- _SELECTED PASSAGE_:
[PATCH v2 01/22] x86/mm: split out preallocate_sub_pgd()

Brendan Jackman posted 22 patches 2 weeks ago
[PATCH v2 01/22] x86/mm: split out preallocate_sub_pgd()
Posted by Brendan Jackman 2 weeks ago
This code will be needed elsewhere in a following patch. Split out the
trivial code move for easy review.

This changes the logging slightly: instead of panic() directly reporting
the level of the failure, there is now a generic panic message which
will be preceded by a separate warn that reports the level of the
failure. This is a simple way to have this helper suit the needs of its
new user as well as the existing one.

Other than logging, no functional change intended.

Signed-off-by: Brendan Jackman <jackmanb@google.com>
---
 arch/x86/include/asm/pgalloc.h | 33 +++++++++++++++++++++++++++++++
 arch/x86/mm/init_64.c          | 44 +++++++-----------------------------------
 2 files changed, 40 insertions(+), 37 deletions(-)

diff --git a/arch/x86/include/asm/pgalloc.h b/arch/x86/include/asm/pgalloc.h
index c88691b15f3c6..3541b86c9c6b0 100644
--- a/arch/x86/include/asm/pgalloc.h
+++ b/arch/x86/include/asm/pgalloc.h
@@ -2,6 +2,7 @@
 #ifndef _ASM_X86_PGALLOC_H
 #define _ASM_X86_PGALLOC_H
 
+#include <linux/printk.h>
 #include <linux/threads.h>
 #include <linux/mm.h>		/* for struct page */
 #include <linux/pagemap.h>
@@ -128,6 +129,38 @@ static inline void __pud_free_tlb(struct mmu_gather *tlb, pud_t *pud,
 	___pud_free_tlb(tlb, pud);
 }
 
+/* Allocate a pagetable pointed to by the top hardware level. */
+static inline int preallocate_sub_pgd(struct mm_struct *mm, unsigned long addr)
+{
+	const char *lvl;
+	p4d_t *p4d;
+	pud_t *pud;
+
+	lvl = "p4d";
+	p4d = p4d_alloc(mm, pgd_offset_pgd(mm->pgd, addr), addr);
+	if (!p4d)
+		goto failed;
+
+	if (pgtable_l5_enabled())
+		return 0;
+
+	/*
+	 * On 4-level systems, the P4D layer is folded away and
+	 * the above code does no preallocation.  Below, go down
+	 * to the pud _software_ level to ensure the second
+	 * hardware level is allocated on 4-level systems too.
+	 */
+	lvl = "pud";
+	pud = pud_alloc(mm, p4d, addr);
+	if (!pud)
+		goto failed;
+	return 0;
+
+failed:
+	pr_warn_ratelimited("Failed to preallocate %s\n", lvl);
+	return -ENOMEM;
+}
+
 #if CONFIG_PGTABLE_LEVELS > 4
 static inline void pgd_populate(struct mm_struct *mm, pgd_t *pgd, p4d_t *p4d)

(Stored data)
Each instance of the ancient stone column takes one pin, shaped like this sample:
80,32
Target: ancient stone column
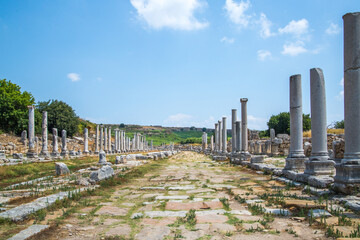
105,140
109,141
31,151
97,140
318,163
204,141
86,141
101,138
347,177
224,136
216,133
238,136
296,158
244,137
233,130
64,151
219,136
24,137
44,149
55,152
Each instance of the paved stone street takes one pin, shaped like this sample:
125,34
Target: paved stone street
230,202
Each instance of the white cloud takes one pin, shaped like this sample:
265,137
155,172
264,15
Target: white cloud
185,120
294,49
265,24
174,14
333,29
74,77
257,123
296,28
227,40
263,55
236,12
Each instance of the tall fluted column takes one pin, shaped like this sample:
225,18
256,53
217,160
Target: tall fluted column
224,136
55,152
97,140
31,151
318,163
44,149
233,130
238,136
86,141
347,177
64,151
296,158
220,135
109,141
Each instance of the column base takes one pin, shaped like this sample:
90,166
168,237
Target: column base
31,155
245,156
321,167
347,178
295,164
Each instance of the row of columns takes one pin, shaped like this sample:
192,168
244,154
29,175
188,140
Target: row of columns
102,139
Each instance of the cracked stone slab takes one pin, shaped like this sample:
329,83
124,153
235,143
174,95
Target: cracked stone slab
29,232
19,213
176,197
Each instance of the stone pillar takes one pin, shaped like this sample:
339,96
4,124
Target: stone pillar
64,151
212,143
55,152
97,140
219,136
216,133
296,158
347,178
244,135
44,149
116,140
105,140
224,136
233,130
109,141
319,163
238,136
101,138
31,151
86,141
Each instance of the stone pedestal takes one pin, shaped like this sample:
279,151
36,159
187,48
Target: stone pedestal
224,136
32,150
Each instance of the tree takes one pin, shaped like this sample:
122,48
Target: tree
281,122
14,111
339,124
60,116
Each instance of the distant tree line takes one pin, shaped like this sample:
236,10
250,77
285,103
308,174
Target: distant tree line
14,112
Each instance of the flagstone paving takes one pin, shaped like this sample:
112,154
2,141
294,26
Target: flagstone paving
230,202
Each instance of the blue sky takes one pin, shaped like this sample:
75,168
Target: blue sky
173,62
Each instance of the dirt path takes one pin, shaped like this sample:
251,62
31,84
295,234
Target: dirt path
157,206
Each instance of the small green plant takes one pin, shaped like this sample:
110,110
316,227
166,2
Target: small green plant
225,203
344,221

- _TASK INSTRUCTIONS_:
A. Write out the part of the patch from "Posted by Brendan" up to and including "functional change intended.".
B. In the patch, what value does preallocate_sub_pgd() return when an allocation fails?
C. List every header file named in an #include line in the patch.
The stored data plays no part in what comes next.

- _PER-TASK OUTPUTS_:
A.
Posted by Brendan Jackman 2 weeks ago
This code will be needed elsewhere in a following patch. Split out the
trivial code move for easy review.

This changes the logging slightly: instead of panic() directly reporting
the level of the failure, there is now a generic panic message which
will be preceded by a separate warn that reports the level of the
failure. This is a simple way to have this helper suit the needs of its
new user as well as the existing one.

Other than logging, no functional change intended.

B. -ENOMEM

C.
linux/printk.h
linux/threads.h
linux/mm.h
linux/pagemap.h